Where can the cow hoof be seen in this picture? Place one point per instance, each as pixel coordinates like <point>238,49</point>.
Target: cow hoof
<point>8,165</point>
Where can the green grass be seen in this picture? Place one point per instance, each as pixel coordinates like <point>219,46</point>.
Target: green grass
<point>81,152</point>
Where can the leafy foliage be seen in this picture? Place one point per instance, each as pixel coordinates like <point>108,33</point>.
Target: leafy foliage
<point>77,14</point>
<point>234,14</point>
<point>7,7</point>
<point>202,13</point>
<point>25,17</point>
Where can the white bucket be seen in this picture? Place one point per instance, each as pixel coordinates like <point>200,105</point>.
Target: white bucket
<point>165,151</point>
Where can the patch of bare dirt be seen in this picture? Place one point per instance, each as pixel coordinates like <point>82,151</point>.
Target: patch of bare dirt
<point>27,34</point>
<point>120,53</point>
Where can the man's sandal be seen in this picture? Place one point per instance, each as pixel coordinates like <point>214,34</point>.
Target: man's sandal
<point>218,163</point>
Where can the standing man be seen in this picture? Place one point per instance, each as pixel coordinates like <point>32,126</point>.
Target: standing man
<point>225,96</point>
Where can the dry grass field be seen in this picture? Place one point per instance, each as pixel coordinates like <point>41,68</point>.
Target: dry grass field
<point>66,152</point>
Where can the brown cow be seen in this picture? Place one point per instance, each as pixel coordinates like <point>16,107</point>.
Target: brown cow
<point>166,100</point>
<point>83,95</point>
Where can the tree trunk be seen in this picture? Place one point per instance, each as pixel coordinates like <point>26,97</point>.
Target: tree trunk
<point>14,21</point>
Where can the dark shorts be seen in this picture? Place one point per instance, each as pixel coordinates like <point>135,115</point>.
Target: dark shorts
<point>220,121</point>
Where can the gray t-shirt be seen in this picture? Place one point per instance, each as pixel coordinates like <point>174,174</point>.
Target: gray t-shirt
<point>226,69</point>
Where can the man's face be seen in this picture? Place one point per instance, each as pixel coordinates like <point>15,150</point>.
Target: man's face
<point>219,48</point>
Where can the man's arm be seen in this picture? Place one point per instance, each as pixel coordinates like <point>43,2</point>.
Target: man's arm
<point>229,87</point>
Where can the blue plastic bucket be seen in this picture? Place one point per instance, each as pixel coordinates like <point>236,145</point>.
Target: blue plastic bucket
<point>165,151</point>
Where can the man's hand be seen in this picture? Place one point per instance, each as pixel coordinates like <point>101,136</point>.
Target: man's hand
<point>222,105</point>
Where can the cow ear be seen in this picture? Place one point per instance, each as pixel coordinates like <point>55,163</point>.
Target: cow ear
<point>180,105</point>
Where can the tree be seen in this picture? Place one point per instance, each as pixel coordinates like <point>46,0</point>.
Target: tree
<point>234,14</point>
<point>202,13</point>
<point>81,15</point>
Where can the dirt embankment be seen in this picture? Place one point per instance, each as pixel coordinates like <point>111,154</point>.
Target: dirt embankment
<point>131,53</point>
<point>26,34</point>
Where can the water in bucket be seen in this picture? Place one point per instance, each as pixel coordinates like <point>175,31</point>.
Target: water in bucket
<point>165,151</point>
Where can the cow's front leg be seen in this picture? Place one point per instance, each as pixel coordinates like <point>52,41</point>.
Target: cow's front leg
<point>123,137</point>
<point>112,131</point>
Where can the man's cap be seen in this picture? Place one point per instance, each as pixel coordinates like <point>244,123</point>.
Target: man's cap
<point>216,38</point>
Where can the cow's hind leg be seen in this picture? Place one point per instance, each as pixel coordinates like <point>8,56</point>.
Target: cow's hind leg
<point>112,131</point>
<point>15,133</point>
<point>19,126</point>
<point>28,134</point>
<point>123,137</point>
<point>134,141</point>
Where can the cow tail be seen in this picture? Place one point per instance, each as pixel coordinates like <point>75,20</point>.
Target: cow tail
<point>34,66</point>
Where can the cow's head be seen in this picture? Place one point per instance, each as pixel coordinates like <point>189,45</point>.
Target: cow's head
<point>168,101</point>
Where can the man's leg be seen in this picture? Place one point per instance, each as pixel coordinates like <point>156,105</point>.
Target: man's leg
· · ·
What you should do
Starting at the line that contains "Target: cow tail", print every line through the end of the listing, word for word. Leave out all the rest.

Written solution
Target: cow tail
<point>34,66</point>
Where can the cow's head be seen in this picture? Place one point per instance, each as pixel coordinates like <point>189,45</point>.
Target: cow's head
<point>168,101</point>
Where can the man's leg be seen in this picture? Place one point per instance, each as pixel coordinates like <point>156,105</point>.
Target: man's leg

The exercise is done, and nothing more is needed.